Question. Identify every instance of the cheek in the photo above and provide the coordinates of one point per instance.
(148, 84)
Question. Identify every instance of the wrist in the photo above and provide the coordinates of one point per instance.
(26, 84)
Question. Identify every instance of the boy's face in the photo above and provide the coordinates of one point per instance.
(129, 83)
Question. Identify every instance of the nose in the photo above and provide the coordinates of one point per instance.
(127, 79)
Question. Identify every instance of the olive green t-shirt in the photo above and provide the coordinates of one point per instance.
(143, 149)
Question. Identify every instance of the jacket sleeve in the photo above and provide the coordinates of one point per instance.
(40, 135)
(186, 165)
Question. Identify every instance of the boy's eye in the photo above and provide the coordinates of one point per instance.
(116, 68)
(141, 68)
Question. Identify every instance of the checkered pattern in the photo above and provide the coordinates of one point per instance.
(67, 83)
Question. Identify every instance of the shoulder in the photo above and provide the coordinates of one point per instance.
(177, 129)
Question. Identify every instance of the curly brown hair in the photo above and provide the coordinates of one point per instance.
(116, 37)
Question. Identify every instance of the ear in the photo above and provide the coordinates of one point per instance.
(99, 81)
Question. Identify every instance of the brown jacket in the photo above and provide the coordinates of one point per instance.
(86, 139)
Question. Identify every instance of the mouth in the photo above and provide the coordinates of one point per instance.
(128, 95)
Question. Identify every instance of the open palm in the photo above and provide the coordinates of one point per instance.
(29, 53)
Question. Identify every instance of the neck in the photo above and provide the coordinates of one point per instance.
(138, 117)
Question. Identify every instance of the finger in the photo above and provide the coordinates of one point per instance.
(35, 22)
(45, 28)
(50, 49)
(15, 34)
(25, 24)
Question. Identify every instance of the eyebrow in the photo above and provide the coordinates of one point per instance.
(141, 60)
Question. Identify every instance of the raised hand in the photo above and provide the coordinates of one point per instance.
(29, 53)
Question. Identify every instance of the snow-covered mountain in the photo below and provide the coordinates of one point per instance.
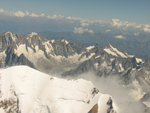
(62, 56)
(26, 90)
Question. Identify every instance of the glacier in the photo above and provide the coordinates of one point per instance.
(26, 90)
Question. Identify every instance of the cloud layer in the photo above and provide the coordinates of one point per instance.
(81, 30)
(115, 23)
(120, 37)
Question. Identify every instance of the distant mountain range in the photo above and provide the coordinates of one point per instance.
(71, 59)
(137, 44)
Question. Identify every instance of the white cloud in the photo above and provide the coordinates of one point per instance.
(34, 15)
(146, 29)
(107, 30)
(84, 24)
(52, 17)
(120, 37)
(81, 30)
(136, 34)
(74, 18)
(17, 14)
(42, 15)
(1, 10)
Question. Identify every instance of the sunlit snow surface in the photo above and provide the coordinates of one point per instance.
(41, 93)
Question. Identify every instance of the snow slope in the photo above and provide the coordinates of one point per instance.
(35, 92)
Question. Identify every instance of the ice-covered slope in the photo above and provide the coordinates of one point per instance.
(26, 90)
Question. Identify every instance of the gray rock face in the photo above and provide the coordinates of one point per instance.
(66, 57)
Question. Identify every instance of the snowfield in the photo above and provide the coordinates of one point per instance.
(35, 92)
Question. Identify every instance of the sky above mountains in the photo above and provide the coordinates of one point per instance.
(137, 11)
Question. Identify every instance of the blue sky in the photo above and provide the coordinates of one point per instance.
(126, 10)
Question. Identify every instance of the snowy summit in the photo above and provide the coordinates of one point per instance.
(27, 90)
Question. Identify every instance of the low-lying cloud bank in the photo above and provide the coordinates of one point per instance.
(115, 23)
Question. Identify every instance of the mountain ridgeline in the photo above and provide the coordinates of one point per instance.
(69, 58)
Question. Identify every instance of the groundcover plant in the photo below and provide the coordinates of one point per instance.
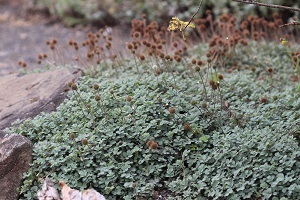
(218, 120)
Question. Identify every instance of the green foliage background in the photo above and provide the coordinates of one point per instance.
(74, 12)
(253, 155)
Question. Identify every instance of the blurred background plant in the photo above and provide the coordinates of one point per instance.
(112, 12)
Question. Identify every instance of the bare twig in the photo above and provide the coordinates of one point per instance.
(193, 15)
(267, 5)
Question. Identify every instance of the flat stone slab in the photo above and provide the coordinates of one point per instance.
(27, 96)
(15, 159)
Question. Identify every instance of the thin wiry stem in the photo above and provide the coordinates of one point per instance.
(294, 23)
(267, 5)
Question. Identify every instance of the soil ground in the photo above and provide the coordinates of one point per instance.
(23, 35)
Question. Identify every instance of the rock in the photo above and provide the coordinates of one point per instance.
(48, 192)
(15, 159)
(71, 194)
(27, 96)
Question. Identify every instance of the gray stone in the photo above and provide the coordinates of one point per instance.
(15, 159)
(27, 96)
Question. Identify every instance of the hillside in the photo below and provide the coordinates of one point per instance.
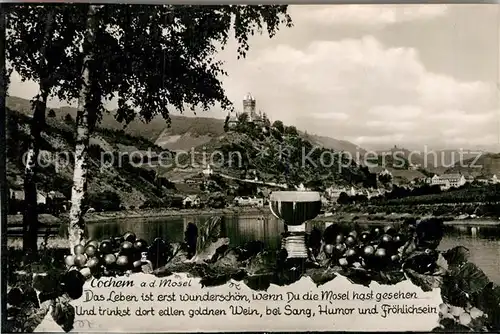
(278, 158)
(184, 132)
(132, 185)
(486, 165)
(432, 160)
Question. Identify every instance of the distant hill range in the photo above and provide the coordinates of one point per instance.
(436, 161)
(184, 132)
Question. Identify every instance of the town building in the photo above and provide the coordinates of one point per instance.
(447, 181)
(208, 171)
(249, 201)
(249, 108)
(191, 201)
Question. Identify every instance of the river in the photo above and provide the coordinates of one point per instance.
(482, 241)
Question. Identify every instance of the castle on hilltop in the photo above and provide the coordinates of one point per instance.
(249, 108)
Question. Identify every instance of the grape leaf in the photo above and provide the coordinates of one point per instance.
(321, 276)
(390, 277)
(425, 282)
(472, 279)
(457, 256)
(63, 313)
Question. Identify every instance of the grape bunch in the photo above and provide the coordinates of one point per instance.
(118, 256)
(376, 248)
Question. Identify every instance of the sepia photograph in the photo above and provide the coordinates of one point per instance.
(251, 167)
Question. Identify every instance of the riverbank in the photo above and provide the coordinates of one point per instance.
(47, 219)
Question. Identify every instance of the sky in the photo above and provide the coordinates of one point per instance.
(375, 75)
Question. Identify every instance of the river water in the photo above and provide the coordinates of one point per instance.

------------------------------------------------

▶ _TASK REQUIREMENTS_:
Would it be possible to copy the material exactly, excluding the images?

▶ _ANSWER TO THE EXERCISE_:
Question. Identify every instance of the cheek in the photo above and provide the coordinates of one point per instance.
(148, 84)
Question. Identify every instance of the wrist in the photo above and provide the coordinates of one point per instance.
(26, 84)
Question. Identify every instance of the boy's face in the photo above and provide the coordinates of one point per instance.
(129, 83)
Question. Identify every instance of the nose in the photo above and provide the coordinates of one point per instance.
(127, 79)
Question. Identify every instance of the olive green t-shirt in the photo above and provide the coordinates of one point per instance.
(143, 149)
Question. Identify every instance of the jacket sleeve in the photo above and provide the coordinates of one point per instance.
(40, 135)
(186, 165)
Question. Identify every instance of the boy's eye in the photo above and provide the coordinates of one point per instance.
(116, 68)
(141, 68)
Question. Identify every instance of the checkered pattern in the photo above and provide the coordinates of one point per instance.
(67, 83)
Question. Identify every instance of the shoulder in the photo above and provide the coordinates of one point per instance.
(177, 129)
Question. Identify every instance of the curly brown hair in the photo above and provide the coordinates of one point per instance.
(116, 37)
Question. Identify every instance of the ear in the photo above and provide the coordinates of one point per instance.
(99, 81)
Question. Identify every instance of the brown jacket in the photo above and provide the coordinates of one point per instance.
(86, 139)
Question. Identify every instance of the mouth in the photo above and provide the coordinates of one point per instance.
(128, 95)
Question. Identify every instance of the open palm in the photo above and provide the coordinates of one point per instance.
(29, 53)
Question. Identify every instance of the neck in the photo above and provide the coordinates of one point per instance.
(138, 117)
Question. Identify every instance of the finger in the photo above and provide the coordinates of one point per instance.
(35, 22)
(45, 28)
(50, 49)
(15, 34)
(25, 24)
Question. Identify every instance of the eyebrow in the photo above and provide the coordinates of one point per instance.
(141, 60)
Question. Identify every instance of the raised hand in the photo above and provide the coordinates of one point per instance.
(29, 53)
Question. Identify every instance of the snow-covered mountain in the photo below and provide the coordinates of one point per instance.
(62, 56)
(26, 90)
Question. Identify every instance of the glacier in the photo above and provide the coordinates of one point per instance.
(26, 90)
Question. Identify every instance of the cloud layer in the photo above and provide the coordinates of one point per instance.
(81, 30)
(115, 23)
(120, 37)
Question. Identify every instance of the distant mountain range in the photo above and provide the coordinates of one point per instance.
(71, 59)
(137, 44)
Question. Identify every instance of the white cloud in the photo above and provide the coordinates of one point per instance.
(34, 15)
(146, 29)
(107, 30)
(84, 24)
(52, 17)
(120, 37)
(81, 30)
(136, 34)
(74, 18)
(17, 14)
(42, 15)
(1, 10)
Question. Identify every instance of the sunlit snow surface in the photo above and provide the coordinates of one point per instance.
(41, 93)
Question. Identify every instance of the snow slope in the photo above and provide the coordinates of one point per instance.
(35, 92)
Question. Identify every instance of the ice-covered slope in the photo above and provide the coordinates of one point per instance.
(26, 90)
Question. Identify every instance of the gray rock face in the photo above and provide the coordinates of one point per instance.
(66, 57)
Question. Identify every instance of the snowfield in the photo above and provide the coordinates of one point per instance.
(35, 92)
Question. Identify every instance of the sky above mountains in the photo above and provide the coordinates of one point per instance.
(137, 11)
Question. Identify every instance of the blue sky in the photo above and provide the coordinates of one point per instance.
(126, 10)
Question. Identify every instance of the snowy summit in the photo above and provide the coordinates of one point per instance.
(27, 90)
Question. Identify every instance of the low-lying cloud bank in the photo above and provide the coordinates of one point per instance.
(115, 23)
Question. Identify every instance of the mountain ridgeline in the photo above and provide the coordinates of one point per instance.
(69, 58)
Question. Identify every instance of the groundcover plant in the photo below and provide the coordinates of one point per instance.
(218, 120)
Question. Identify every instance of the green foliage background in the photo above and provide the coordinates of one point per instance.
(74, 12)
(253, 155)
Question. Identify every instance of the blurred background plant in the photo above and provide the coordinates of one point per instance.
(112, 12)
Question. Identify every instance of the bare twig in the photo above and provide the coordinates of one point per instance.
(193, 15)
(267, 5)
Question. Identify every instance of the flat stone slab in the photo above and provide the coordinates of one point per instance.
(27, 96)
(15, 159)
Question. Identify every instance of the thin wiry stem in the photo above and provide the coordinates of one point per instance.
(294, 23)
(267, 5)
Question. Identify every instance of the soil ground in the photo above and provide the coordinates of one point per instance.
(23, 35)
Question. Identify every instance of the rock in the photo above and provide the coordinates of one point per instance.
(48, 192)
(15, 159)
(71, 194)
(27, 96)
Question. Identify every instance of the gray stone in the photo above and provide the coordinates of one point per instance.
(15, 159)
(27, 96)
Question. Identify every instance of the hillside in the photo below and provide the coordinates of one point per instance.
(278, 158)
(184, 132)
(132, 185)
(486, 165)
(432, 160)
Question. Identify every instance of the distant hill range in the photo above and provide the coordinates of one point per instance.
(436, 161)
(184, 132)
Question. Identify every instance of the town building in the photo above and provide the coordinates of one point per instance.
(447, 181)
(208, 171)
(249, 201)
(249, 108)
(191, 201)
Question. Identify every instance of the river in the photo above and provide the coordinates of one point per instance.
(482, 241)
Question. Identify every instance of the castle on hilltop in the photo above and provide the coordinates of one point per instance.
(249, 108)
Question. Identify every instance of the grape leaf in the photo above and provide the coordinates of one point per instance.
(321, 276)
(390, 277)
(425, 282)
(472, 279)
(457, 256)
(63, 313)
Question. Identify every instance of the grape bunch in the photo above and provide the coordinates of one point per instance.
(118, 256)
(376, 248)
Question. Identify every instance of the sepia photograph in the photo above and provide the coordinates of one point per instance.
(251, 167)
Question. Identify every instance of the riverbank in the photo above and provide the coordinates of one point per instance.
(47, 219)
Question. Identify every instance of the sky in the photo above and provide the coordinates of one point per instance.
(375, 75)
Question. Identify every instance of the river water in the photo above and provide the coordinates of one point per instance.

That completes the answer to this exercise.